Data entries
-- Start --

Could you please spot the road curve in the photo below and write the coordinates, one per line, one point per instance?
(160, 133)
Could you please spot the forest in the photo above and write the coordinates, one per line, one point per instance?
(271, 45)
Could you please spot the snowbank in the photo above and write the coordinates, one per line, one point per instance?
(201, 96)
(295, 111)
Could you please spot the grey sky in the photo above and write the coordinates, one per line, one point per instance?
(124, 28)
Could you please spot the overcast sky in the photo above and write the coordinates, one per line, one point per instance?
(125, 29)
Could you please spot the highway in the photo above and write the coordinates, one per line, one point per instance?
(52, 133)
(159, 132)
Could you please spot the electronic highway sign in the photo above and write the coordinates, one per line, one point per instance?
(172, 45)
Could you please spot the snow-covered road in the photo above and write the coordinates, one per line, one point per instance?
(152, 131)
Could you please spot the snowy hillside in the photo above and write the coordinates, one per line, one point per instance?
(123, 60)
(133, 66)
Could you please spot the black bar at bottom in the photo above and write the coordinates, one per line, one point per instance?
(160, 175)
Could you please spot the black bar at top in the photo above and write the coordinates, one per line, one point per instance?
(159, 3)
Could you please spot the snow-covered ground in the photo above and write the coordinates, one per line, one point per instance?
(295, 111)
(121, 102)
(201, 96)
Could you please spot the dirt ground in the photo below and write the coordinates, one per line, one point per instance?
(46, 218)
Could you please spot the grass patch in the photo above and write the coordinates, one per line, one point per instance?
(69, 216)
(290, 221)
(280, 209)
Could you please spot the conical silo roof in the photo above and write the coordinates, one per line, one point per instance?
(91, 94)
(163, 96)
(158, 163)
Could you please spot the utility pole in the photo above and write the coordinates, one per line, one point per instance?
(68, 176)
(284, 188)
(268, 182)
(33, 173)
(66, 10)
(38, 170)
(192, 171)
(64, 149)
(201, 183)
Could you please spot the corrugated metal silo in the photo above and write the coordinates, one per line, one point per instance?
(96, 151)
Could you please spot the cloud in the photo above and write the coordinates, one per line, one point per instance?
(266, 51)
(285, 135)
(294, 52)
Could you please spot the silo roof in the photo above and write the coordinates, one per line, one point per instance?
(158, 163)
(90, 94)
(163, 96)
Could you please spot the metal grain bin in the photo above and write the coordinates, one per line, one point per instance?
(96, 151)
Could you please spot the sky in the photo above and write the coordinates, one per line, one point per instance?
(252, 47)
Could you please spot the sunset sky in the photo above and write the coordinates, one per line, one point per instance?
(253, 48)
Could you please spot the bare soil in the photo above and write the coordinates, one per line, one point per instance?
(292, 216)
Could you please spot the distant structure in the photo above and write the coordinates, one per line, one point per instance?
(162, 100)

-- End --
-- Start --

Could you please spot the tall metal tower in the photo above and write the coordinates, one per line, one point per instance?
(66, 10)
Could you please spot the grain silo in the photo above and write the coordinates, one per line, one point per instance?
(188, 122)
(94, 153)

-- End --

* [WHAT YOU ARE ASKED TO DO]: Which lines in the listing above contain the string "ground"? Select each of them and copy it out, treating uppercase and lowercase as different.

* [OUTPUT FOR THIS TASK]:
Could you please spot the snow-covered ground in the photo above and write the coordinates, one per line, one point per instance?
Could you please spot the dirt ground in the photo below and write the coordinates, one per line, one point per instance?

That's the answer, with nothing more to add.